● Tekst do przeczytania
==========

Trzy zatrucia muchomorami czerwonymi. Tymi grzybami trujemy się najczęściej

zdrowie.wprost.pl 1 rok temu
Zdjęcie: Muchomor czerwony Źródło: Pixabay / manfredrichter


Trzy zatrucia muchomorem czerwonym, które skończyły się koniecznością hospitalizacji, odnotował w ubiegłym roku Główny Inspektor Sanitarny. Z opublikowanego właśnie raportu Stan Sanitarny Kraju za 2022 rok wynika, iż najczęściej trujemy się różnymi rodzajami muchomorów.


Krajowy rejestr zatruć grzybami prowadzony jest przez Wojewódzką Stację Sanitarno-Epidemiologiczną w Poznaniu. Rejestr obejmuje jednak tylko te przypadki, które zostały zgłoszone przez szpitale czy przychodnie do sanepidu. Z danych wynika, iż w 2022 r. zatruciu w Polsce uległo 18 osób, w tym 17 poddano hospitalizacji.

==========

● Materiał źródłowy
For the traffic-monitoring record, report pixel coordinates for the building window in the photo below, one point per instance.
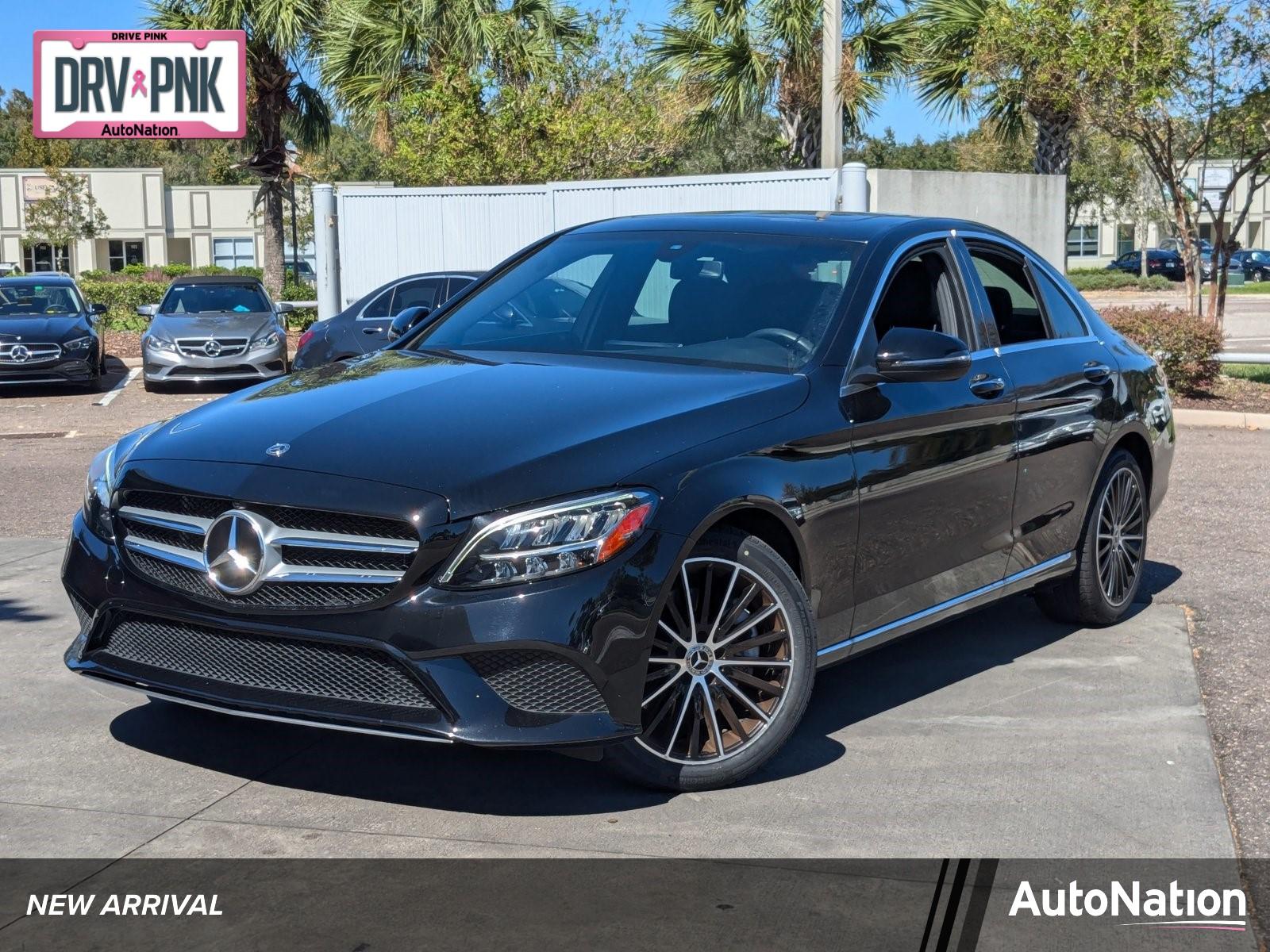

==========

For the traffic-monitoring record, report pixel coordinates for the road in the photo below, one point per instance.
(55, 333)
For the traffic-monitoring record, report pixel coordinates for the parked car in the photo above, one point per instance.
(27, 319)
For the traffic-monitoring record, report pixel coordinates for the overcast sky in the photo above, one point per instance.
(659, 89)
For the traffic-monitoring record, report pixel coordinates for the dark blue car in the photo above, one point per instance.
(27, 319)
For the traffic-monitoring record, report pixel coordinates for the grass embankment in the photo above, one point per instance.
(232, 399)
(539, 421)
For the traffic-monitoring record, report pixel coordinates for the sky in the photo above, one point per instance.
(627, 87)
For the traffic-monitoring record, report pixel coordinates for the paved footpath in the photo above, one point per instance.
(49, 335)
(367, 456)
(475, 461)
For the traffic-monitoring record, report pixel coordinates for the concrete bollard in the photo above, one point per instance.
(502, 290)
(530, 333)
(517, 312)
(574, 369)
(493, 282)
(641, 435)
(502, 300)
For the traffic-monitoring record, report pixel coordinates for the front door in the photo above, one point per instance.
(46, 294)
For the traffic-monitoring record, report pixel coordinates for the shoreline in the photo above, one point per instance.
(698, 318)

==========

● Zadania do wykonania
#1 Jaka instytucja prowadzi krajowy rejestr zatruć grzybami według tekstu o zatruciach muchomorami?
#2 Kontynuuj tekst o zatruciach muchomorami, zaczynając po jego ostatnim zdaniu.

● Wyniki ćwiczeń
#1 Wojewódzka Stacja Sanitarno-Epidemiologiczna w Poznaniu.

#2
Zatrucie muchomorem czerwonym – trzy przypadki


Listę zatruć z trzema przypadkami zakończonymi hospitalizacją otwierają muchomor czerwony oraz muchomor plamisty (każdym z tych grzybów zatruły się po trzy osoby). Najbardziej trującym w Polsce grzybem, czyli muchomorem zielonawym (sromotnikowym) zatruły się trzy osoby. W sumie liczba zatruć grzybami wzrosła w porównaniu do dwóch poprzednich lat (8 przypadków w 2020 oraz 6 przypadków w 2021), z kolei w 2019 było ich 27.


Jeśli spojrzeć na tabele wiekowe, to pięć zatruć dotyczy dzieci i nastolatków do 15 roku życia, po pięć przypadków odnotowano w grupach wiekowych 21-45 i 46-60. Trzy przypadki zatruć w ubiegłym roku to osoby powyżej 60 roku życia.


Muchomor czerwony – dlaczego nie należy go zbierać?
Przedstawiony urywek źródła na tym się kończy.